▸ **Problem**: Using the programming-model excerpt below, decide whether each statement agrees with it: (a) OpenMP ran on the AMD GPUs; (b) OpenACC averaged 41% of best achievable performance on CPUs; (c) RAJA handles memory management without the programmer's involvement. Answer yes or no for each and quote the excerpt's deciding words.

OpenMP was able to run on the NVIDIA GPUs,
Intel CPUs and KNL and Power 8, with only the AMD
GPUs currently unsupported. The performance was also
good, with over 91% of best achievable performance
on NVIDIA GPUs and over 74% on Intel CPUs (over
68% on KNL). This slightly lower performance on the
CPUs is likely down to the issues with optimisation
in the compiler as discussed in Sec. 4.2.3. We had to
program two different directives for the CPU and GPU
architectures in order to achieve this portability, as the
model differentiates between an oﬄoad and non-oﬄoad
model using different directives. For BabelStream this
was simple as we could use a compiler definition to
choose the directives at compile time, however we had to
duplicate the directives on each kernel. The performance
of the reduction is generally good across all devices, with
a small performance issue on the GTX 980 Ti; although
this result uses an immature compiler.
Whilst OpenACC demonstrated over 94% of best
achievable performance on the supported GPUs, the
performance on CPUs was somewhat lacking averaging
41% of best achievable. The performance with the Cray
compiler on the NVIDIA Kepler GPUs is also lacking for
the reduction kernel.
The CUDA programming model achieves good
portability across the different generations of NVIDIA
GPU for both kernels, obtaining over 97% of best across
the architectures. However the model is only supported
on these GPUs and so is not portable beyond this single
vendor.
The RAJA portability layer demonstrates 90% of best
achievable bandwidth on NVIDIA GPUs and 73% on
CPUs. Unfortunately performance on KNL is lacking
at the time of writing. Code changes were required to
change the policy when changing between CPUs and
GPUs, however this is a global change and therefore
simple to mange even in a very large code base. However,
RAJA requires the programmer to manage memory
themselves, and so it required use of the CUDA API
to allocate and copy memory between the host and the
GPU; as such all memory allocations in the code need to
be done differently between architectures. The reduction
kernel suffers on the KNL and on the Power 8; both
of these are highly threaded devices utilising the RAJA
OpenMP back end.

▸ **Given information**:
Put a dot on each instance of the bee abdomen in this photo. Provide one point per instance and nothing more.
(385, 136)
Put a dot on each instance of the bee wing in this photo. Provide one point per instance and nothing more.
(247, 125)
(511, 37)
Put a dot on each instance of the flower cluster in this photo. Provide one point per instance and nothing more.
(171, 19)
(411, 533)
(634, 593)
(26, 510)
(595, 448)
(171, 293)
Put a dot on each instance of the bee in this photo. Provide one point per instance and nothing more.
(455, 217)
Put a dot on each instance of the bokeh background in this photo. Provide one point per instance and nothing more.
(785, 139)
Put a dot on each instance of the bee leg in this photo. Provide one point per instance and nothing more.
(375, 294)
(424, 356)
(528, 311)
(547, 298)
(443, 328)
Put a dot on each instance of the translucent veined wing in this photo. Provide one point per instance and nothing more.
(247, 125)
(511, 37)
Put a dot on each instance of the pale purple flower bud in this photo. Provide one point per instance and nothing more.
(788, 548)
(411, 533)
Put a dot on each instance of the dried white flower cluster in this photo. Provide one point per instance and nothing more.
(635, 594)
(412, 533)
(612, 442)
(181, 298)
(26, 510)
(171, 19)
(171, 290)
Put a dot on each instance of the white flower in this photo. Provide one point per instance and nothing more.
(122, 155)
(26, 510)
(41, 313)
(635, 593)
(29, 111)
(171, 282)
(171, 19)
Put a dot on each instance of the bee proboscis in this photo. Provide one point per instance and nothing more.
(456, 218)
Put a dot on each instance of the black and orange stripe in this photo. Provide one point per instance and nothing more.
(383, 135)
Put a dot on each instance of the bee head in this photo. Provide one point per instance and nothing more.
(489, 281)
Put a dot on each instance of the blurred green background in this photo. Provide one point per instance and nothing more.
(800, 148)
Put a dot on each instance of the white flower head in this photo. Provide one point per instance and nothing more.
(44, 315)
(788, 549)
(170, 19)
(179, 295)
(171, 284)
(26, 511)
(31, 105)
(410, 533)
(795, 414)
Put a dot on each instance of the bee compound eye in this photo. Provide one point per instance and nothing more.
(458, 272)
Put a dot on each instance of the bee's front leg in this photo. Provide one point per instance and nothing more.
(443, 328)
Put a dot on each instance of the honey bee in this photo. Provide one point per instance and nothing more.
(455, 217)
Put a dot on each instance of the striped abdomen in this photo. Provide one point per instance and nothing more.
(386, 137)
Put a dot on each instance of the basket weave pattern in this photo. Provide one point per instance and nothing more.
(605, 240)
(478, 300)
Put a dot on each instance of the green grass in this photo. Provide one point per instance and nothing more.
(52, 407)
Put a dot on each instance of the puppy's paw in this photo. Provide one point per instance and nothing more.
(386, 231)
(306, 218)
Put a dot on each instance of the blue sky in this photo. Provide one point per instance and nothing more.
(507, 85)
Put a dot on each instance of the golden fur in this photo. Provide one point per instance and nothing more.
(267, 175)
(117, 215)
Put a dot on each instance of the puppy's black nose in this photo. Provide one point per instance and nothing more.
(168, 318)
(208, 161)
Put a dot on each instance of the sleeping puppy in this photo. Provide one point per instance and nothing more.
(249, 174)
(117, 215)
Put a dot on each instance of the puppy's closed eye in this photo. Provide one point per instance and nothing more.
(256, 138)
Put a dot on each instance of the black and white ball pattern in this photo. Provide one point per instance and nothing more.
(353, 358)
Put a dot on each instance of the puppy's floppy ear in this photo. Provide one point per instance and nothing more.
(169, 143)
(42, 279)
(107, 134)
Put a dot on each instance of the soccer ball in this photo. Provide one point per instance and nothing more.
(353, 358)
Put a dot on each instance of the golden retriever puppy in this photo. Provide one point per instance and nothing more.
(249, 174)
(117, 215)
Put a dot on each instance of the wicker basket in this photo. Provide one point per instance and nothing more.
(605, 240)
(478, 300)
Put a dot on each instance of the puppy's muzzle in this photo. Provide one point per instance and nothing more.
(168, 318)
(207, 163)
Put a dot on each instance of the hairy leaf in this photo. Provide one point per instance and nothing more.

▸ **Expected answer**:
(a) No: "with only the AMD GPUs currently unsupported."
(b) Yes: "the performance on CPUs was somewhat lacking averaging 41% of best achievable."
(c) No: "RAJA requires the programmer to manage memory themselves"